**What to do:** Reproduce the records below word for word, leaving out the pictures.

- - -

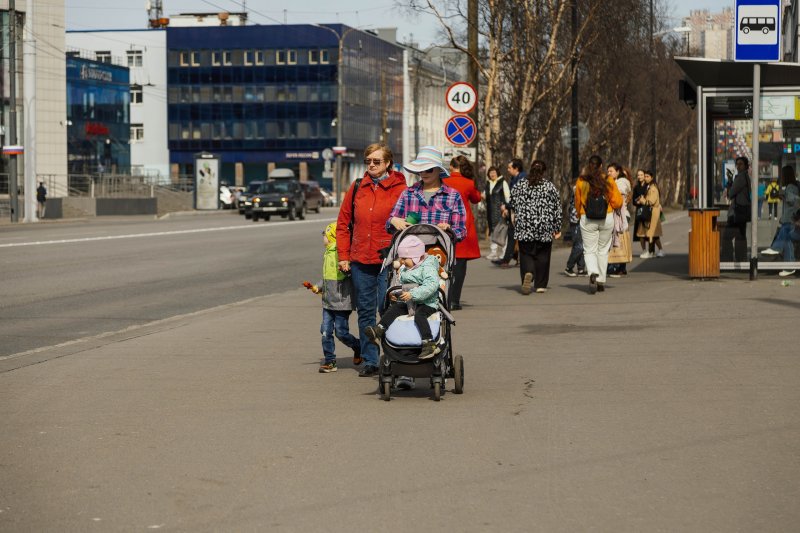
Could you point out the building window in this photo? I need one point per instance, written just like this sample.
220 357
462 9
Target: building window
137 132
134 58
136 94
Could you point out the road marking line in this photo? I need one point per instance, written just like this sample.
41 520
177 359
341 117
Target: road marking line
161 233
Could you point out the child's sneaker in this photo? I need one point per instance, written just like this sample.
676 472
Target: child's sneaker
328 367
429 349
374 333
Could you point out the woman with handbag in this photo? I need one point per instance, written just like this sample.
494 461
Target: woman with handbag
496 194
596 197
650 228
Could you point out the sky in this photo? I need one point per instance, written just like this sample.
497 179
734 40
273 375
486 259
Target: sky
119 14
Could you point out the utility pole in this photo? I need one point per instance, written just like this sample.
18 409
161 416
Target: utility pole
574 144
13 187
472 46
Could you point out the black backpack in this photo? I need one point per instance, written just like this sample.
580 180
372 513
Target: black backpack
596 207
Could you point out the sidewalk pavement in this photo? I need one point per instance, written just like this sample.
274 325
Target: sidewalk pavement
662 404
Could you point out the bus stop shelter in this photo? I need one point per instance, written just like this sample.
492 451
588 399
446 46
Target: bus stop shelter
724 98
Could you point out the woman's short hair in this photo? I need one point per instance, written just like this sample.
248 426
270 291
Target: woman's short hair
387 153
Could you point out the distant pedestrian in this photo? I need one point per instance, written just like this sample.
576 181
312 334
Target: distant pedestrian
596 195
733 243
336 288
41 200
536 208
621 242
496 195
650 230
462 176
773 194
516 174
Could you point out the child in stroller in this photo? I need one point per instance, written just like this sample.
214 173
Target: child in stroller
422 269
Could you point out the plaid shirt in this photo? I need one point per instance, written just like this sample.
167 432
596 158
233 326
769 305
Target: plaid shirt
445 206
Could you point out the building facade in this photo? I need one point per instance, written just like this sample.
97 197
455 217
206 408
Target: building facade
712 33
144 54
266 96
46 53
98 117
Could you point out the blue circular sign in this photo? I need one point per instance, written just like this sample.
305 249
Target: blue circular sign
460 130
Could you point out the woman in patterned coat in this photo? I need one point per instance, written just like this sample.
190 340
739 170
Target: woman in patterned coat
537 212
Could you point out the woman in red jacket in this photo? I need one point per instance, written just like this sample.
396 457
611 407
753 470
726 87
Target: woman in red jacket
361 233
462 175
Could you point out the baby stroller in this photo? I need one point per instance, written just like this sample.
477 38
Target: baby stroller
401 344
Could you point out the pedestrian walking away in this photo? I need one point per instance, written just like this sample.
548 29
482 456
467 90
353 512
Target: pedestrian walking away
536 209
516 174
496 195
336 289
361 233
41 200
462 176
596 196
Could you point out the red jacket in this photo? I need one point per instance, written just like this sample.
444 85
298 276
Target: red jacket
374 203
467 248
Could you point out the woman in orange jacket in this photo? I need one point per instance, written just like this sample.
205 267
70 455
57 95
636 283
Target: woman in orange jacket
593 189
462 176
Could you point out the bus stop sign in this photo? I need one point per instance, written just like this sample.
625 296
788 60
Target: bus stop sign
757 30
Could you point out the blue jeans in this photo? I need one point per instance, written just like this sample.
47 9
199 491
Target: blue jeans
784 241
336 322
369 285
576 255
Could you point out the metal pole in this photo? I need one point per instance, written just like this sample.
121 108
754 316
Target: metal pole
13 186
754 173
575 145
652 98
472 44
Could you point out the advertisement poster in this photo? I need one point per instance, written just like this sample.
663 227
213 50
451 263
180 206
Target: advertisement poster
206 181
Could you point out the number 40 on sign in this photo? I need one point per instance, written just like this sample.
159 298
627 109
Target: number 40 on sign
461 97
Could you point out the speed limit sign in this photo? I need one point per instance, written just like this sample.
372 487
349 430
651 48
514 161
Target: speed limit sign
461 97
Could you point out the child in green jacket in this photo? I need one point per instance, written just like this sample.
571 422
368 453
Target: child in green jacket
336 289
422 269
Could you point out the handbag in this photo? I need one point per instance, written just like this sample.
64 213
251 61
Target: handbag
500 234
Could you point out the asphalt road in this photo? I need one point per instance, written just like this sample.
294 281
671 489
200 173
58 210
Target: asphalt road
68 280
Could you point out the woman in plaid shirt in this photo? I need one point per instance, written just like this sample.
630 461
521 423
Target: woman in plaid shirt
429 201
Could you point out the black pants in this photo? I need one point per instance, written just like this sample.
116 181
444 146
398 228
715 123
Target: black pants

- - -

**Exercise output:**
Could you point out the building window in this photo? I need one point per instance, written just like this sample.
220 357
462 9
Target: building window
137 132
134 58
136 94
Could you point out the road marking line in this photo? I need one point per instance, written just like this sample.
41 520
177 359
341 117
Target: road marking line
161 233
Could you point out the child's sneaker in this photo? I need one point per instance, written just like this sample.
676 472
Target: child's sneaker
328 367
429 349
374 333
Could you point out the woman with handbag in this photo? I need one point per instance, written just like this sample.
494 461
Target: woman with handbag
496 194
596 197
650 228
Could you point out the sky in this photo? I need one point per instance, written just like this sample.
497 179
734 40
273 375
486 259
Target: sky
119 14
Could you point out the utility pole in this photo? I need one point per instance, written just like this sample.
18 409
161 416
Target: utility pole
574 144
13 187
472 46
Could you point out the black backpack in this photo? I need one point per instance, written just like this sample.
580 180
372 513
Target: black backpack
596 207
Could you point out the sidewalk pavement in this photo? I need one point per instance, written just like this sample.
274 325
Target: sidewalk pavement
662 404
Could you point out the bus stop shelter in this photo? I need one point per instance, written just like this sample.
492 451
588 399
446 46
Target: bus stop shelter
724 98
Could you point out the woman's short hair in this photo? I need one point per instance, written just like this sample.
248 426
270 291
Target: woman's short hair
387 153
Could you point out the distant pedestrian in this photo? I need one point per instance, written just like this sample.
576 181
312 334
Target: distant pedestrian
596 195
733 243
336 288
41 200
536 208
621 242
496 195
650 230
462 176
773 194
516 174
Could you point out the child in stroller in this photo? I need one point per instance, written just like this sample.
214 173
Target: child in stroller
422 269
Could you point out the plaid shirt in this photo? I need one point per instance, written just like this sample.
167 432
596 158
233 326
769 305
Target: plaid shirt
445 206
Could you point out the building facade in this photo? I need one point per instance, written just like this sample.
97 197
455 217
206 408
Target: building facade
712 33
144 54
266 96
46 53
98 117
Could you point out the blue circular sign in this photo? I need one point per instance, written just like this sample.
305 249
Target: blue circular sign
460 130
Could you point out the woman in patterned coat in this photo? I need one point per instance, written just like this sample.
190 340
739 170
Target: woman in patterned coat
537 212
Could you point out the woman in red jacket in this photo? I need one point per instance, written just like this sample.
396 457
611 407
753 470
726 87
Target: woman in red jacket
361 233
462 175
Could you point out the baby stroller in this photo? I need one point per instance, written just like this sample.
477 38
Target: baby stroller
401 344
Could you point out the pedestrian walking away in this photo? I need one point per instance, written just like this sample.
548 29
482 456
467 90
353 512
Target: pedestrian walking away
536 209
516 174
496 195
336 289
361 233
41 200
462 176
596 196
Could you point out the red jacket in this photo? I need one point per instance, written just like this sample.
444 85
298 276
Target: red jacket
374 203
467 248
Could you point out the woman in orange jacket in this photo? I need one point per instance, written just like this sample.
205 267
70 455
57 95
636 283
Target: woman in orange jacket
593 189
462 176
Could you point out the bus stop sign in this photo? I need one point per instance, written just like this sample.
625 296
788 60
Target: bus stop sign
757 30
Could you point out the blue jeans in this photo? I need one point per instance, written just like this sample.
47 9
199 491
Target: blue jeans
784 241
336 322
369 285
576 255
Could you point out the metal pole in this photo? I need one point per instance, written just like this sample.
121 108
754 316
Target: metal pole
13 186
754 173
575 145
652 98
472 44
Could you point out the advertisement poster in this photo? I need one point per instance, written just like this sample.
663 227
213 50
451 263
180 206
Target: advertisement poster
206 181
Could you point out the number 40 on sign in this photo? I need one point per instance, written just like this sample.
159 298
627 109
Target: number 40 on sign
461 97
Could you point out the speed limit sign in this photo? I need one point per instance, written just like this sample.
372 487
349 430
651 48
514 161
Target: speed limit sign
461 97
Could you point out the child in green jacket in this photo? I need one point per instance, written just like this sample.
571 422
368 453
Target: child in green jacket
336 289
422 269
Could you point out the handbag in this photo? I need one point per instance, written just like this sample.
64 213
251 61
Target: handbag
500 234
Could you point out the asphalt road in this photo? I need one point per instance, written just like this sample.
294 281
671 489
200 173
58 210
Target: asphalt road
68 280
Could you point out the woman in plaid shirt in this photo? I need one point per instance, written just like this sample.
630 461
521 423
Target: woman in plaid shirt
429 201
Could you point out the black pants in this photo? I need one point per instance, written just like this sample.
116 181
444 146
398 228
715 123
Target: black pants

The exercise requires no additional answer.